-- Begin DATA FOR THIS EXERCISE --
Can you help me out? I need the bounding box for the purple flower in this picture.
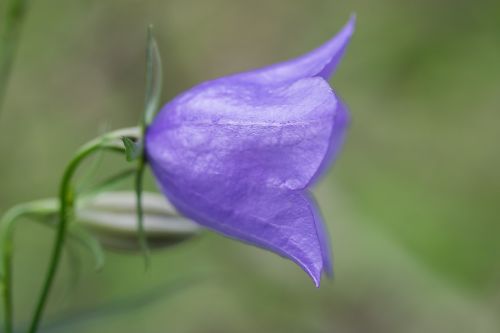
[146,18,354,286]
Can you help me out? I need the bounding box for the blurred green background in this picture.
[0,0,500,333]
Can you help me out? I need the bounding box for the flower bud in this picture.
[75,191,201,251]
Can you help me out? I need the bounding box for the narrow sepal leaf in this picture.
[144,25,162,126]
[122,137,143,162]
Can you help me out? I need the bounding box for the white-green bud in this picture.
[75,191,201,251]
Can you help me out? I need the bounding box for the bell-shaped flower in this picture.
[145,18,354,286]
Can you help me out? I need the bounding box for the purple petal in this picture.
[308,100,350,186]
[146,18,354,286]
[146,77,338,283]
[232,15,356,84]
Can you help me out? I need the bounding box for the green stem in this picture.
[0,200,57,333]
[28,129,137,333]
[0,0,29,111]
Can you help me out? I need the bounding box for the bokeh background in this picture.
[0,0,500,333]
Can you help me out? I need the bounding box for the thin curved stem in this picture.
[28,128,137,333]
[0,200,57,333]
[0,0,29,111]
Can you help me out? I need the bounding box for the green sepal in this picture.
[122,137,144,162]
[143,25,162,126]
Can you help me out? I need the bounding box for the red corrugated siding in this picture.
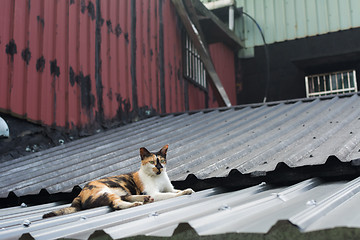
[0,0,235,128]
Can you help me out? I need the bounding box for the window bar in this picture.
[353,70,358,92]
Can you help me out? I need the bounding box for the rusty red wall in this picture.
[0,0,235,128]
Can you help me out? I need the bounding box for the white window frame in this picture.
[305,70,358,98]
[184,32,207,90]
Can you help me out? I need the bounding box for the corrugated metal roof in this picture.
[0,94,360,198]
[0,178,360,239]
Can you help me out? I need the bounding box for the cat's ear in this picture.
[159,144,169,158]
[140,148,151,160]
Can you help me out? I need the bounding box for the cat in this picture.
[43,145,194,218]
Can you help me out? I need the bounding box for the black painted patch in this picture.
[21,48,31,65]
[106,19,113,33]
[69,66,75,87]
[36,56,45,72]
[69,66,95,111]
[80,0,86,13]
[50,59,60,77]
[75,72,95,111]
[87,1,96,20]
[5,39,17,60]
[115,24,122,37]
[36,16,45,27]
[124,33,129,44]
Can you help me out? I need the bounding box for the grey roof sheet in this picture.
[0,178,360,239]
[0,94,360,198]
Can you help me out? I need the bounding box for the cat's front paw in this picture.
[144,195,154,203]
[182,188,194,195]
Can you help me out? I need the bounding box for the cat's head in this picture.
[140,145,169,176]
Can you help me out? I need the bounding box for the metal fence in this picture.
[305,70,358,97]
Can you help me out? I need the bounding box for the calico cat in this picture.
[43,145,194,218]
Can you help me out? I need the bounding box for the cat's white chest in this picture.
[139,172,173,195]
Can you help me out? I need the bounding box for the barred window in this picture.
[183,33,206,89]
[305,70,358,97]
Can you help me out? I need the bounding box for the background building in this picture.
[203,0,360,104]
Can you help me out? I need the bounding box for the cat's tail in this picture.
[43,196,81,218]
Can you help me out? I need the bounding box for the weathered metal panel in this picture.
[0,0,235,128]
[229,0,360,48]
[0,94,360,198]
[0,178,360,239]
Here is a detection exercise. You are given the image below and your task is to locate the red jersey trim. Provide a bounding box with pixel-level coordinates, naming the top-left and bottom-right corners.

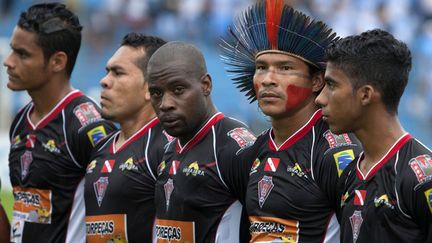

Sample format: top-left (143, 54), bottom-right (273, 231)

top-left (26, 90), bottom-right (84, 131)
top-left (269, 109), bottom-right (322, 151)
top-left (356, 133), bottom-right (412, 180)
top-left (176, 112), bottom-right (225, 154)
top-left (109, 117), bottom-right (159, 154)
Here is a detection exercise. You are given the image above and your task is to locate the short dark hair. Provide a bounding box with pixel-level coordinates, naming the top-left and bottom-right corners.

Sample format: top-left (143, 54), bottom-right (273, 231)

top-left (18, 3), bottom-right (82, 77)
top-left (326, 29), bottom-right (411, 114)
top-left (121, 32), bottom-right (166, 76)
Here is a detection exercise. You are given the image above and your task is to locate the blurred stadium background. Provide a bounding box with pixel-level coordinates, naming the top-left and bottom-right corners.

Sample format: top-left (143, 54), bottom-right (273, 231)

top-left (0, 0), bottom-right (432, 220)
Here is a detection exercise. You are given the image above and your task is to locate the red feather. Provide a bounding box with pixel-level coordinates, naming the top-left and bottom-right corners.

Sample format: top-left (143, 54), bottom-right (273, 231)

top-left (266, 0), bottom-right (284, 49)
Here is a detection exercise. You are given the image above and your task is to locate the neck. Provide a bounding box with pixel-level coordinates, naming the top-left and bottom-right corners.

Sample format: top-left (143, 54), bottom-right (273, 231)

top-left (272, 102), bottom-right (318, 146)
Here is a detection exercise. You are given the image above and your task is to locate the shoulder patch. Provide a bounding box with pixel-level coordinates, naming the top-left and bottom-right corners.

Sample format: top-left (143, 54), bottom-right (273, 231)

top-left (73, 102), bottom-right (102, 127)
top-left (323, 130), bottom-right (352, 149)
top-left (408, 154), bottom-right (432, 187)
top-left (227, 127), bottom-right (256, 154)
-- End DATA FOR THIS EXERCISE --
TASK TO CARRY OUT: Print all of the data above word for word, leaving out the pictures.

COMPLETED EXERCISE:
Can you help me out? I need the bounding box for the purple flower in this picture.
[146,18,354,286]
Can you help me out? I need the bounding box for the blurred green background in this picture.
[0,0,500,333]
Can you help me out? I need the bounding box for the flower bud in this picture.
[75,191,201,251]
Can you help me out? I need the bounding box for the narrow sepal leaf in this picture.
[144,25,162,126]
[122,137,143,162]
Can you help me out? I need the bounding box for the white-green bud in this picture.
[75,191,201,251]
Can you help me out? I need the bounding box for the bell-shaped flower in this picture.
[145,18,354,286]
Can you help me out? I need the bounding box for the purple petal in this picture.
[308,100,350,186]
[146,18,354,286]
[146,77,338,283]
[232,15,356,84]
Can you help me out? I need the bounding box for the green stem in this picture.
[0,200,57,333]
[28,129,137,333]
[0,0,29,111]
Can you help me out? I need the bounding box for the bokeh background in this picture.
[0,0,500,333]
Can you help me out? I need the bounding box for the thin curved stem in this picture.
[28,128,137,333]
[0,200,57,333]
[0,0,29,111]
Can you help me out? I need the bounding box for the green sepal in this picture.
[122,137,144,162]
[143,25,162,126]
Can you help me out? I need the bounding box for the red corrugated siding in this picture.
[0,0,235,128]
Can you help me out? I need the bounding box for the window bar in this picture.
[353,70,358,92]
Can you help me out? I need the bounding box for the rusty red wall in this picture.
[0,0,235,128]
Can you help me out? I need the bounding box for the white window frame in this picture.
[305,70,358,98]
[184,32,207,90]
Can you help me out? I need the bounding box for the corrugated metal roof in this picture.
[0,94,360,198]
[0,178,360,239]
Can you help me out? I need the bounding box for the cat's ear in this picture.
[159,144,169,158]
[140,148,151,160]
Can you help me out? I need the bounding box for the cat in this picture.
[43,145,194,218]
Can you help me out? I need the bounding box for the black painted patch in this picture.
[21,48,31,65]
[106,19,113,33]
[69,66,75,87]
[36,56,45,72]
[69,66,95,111]
[80,0,86,13]
[50,59,60,77]
[75,72,95,111]
[87,1,96,20]
[5,39,17,60]
[115,24,122,37]
[36,16,45,27]
[124,33,129,44]
Can you help me out? I need the bounding box for the grey roof sheet in this picture.
[0,178,360,239]
[0,94,360,198]
Can you help me out? I need the bounding box for the cat's front paw in this picture.
[144,195,154,203]
[182,188,194,195]
Can you help me out? I need the bounding box for the cat's head in this picture.
[140,145,169,176]
Can you help me out? I need the bounding box for the metal fence in this picture.
[305,70,358,97]
Can you help me out? I need the bounding box for the calico cat in this picture.
[43,145,194,218]
Can you help me out? I need the bounding box for the cat's white chest in this picture.
[139,172,173,195]
Can you help me out? I need the bounding box for the barred window in this picture.
[183,33,206,89]
[305,70,358,97]
Can you help me out? I need the bounding box for the background building in this picture.
[203,0,360,104]
Can you help me out? I need the bounding box for the cat's tail in this picture.
[43,196,81,218]
Can you help me out? I need the bounding box for the weathered metal panel in this picture.
[0,0,235,128]
[229,0,360,48]
[0,94,360,198]
[0,178,360,239]
Here is a detection exercise. You are given the image below and your task is to locate the red jersey trim. Provide a bounding box with pixel-level coordinates, naming the top-left and bottom-right corners.


Sample format: top-left (143, 54), bottom-right (273, 231)

top-left (26, 90), bottom-right (84, 131)
top-left (269, 109), bottom-right (322, 151)
top-left (356, 133), bottom-right (412, 180)
top-left (176, 112), bottom-right (225, 154)
top-left (109, 117), bottom-right (159, 154)
Here is a detection exercise. You are given the image above and your task is to locate the short dark hair. Provide a bounding box with pixel-level coordinates, naming the top-left and bottom-right corners.

Sample format: top-left (143, 54), bottom-right (273, 231)

top-left (18, 3), bottom-right (82, 77)
top-left (326, 29), bottom-right (411, 114)
top-left (121, 32), bottom-right (166, 76)
Here is a detection exercise. You are given the image above and your task is to locate the blurred stadium background. Provide a bounding box with pixel-level coordinates, naming the top-left and bottom-right corners.

Sample format: top-left (143, 54), bottom-right (273, 231)

top-left (0, 0), bottom-right (432, 220)
Here is a detection exercise. You are given the image above and your task is to locate the red feather. Provide a bounding box with pixel-level coordinates, naming the top-left and bottom-right corners.

Sample format: top-left (143, 54), bottom-right (273, 231)

top-left (266, 0), bottom-right (284, 49)
Here is a detection exercise. You are given the image above and your task is to locate the neck. Provide a bounding box with pixel-level coordinates, naming the top-left and bottom-right corners.

Sample format: top-left (143, 54), bottom-right (273, 231)

top-left (272, 102), bottom-right (318, 146)
Here is a detection exercise. You are given the image above and your task is to locate the shoulder patch. Provide a bounding box with pixel-level coordinates, naming the top-left and bottom-right corners.

Sample format: top-left (143, 54), bottom-right (273, 231)

top-left (73, 102), bottom-right (102, 127)
top-left (323, 130), bottom-right (352, 149)
top-left (408, 154), bottom-right (432, 187)
top-left (227, 127), bottom-right (256, 154)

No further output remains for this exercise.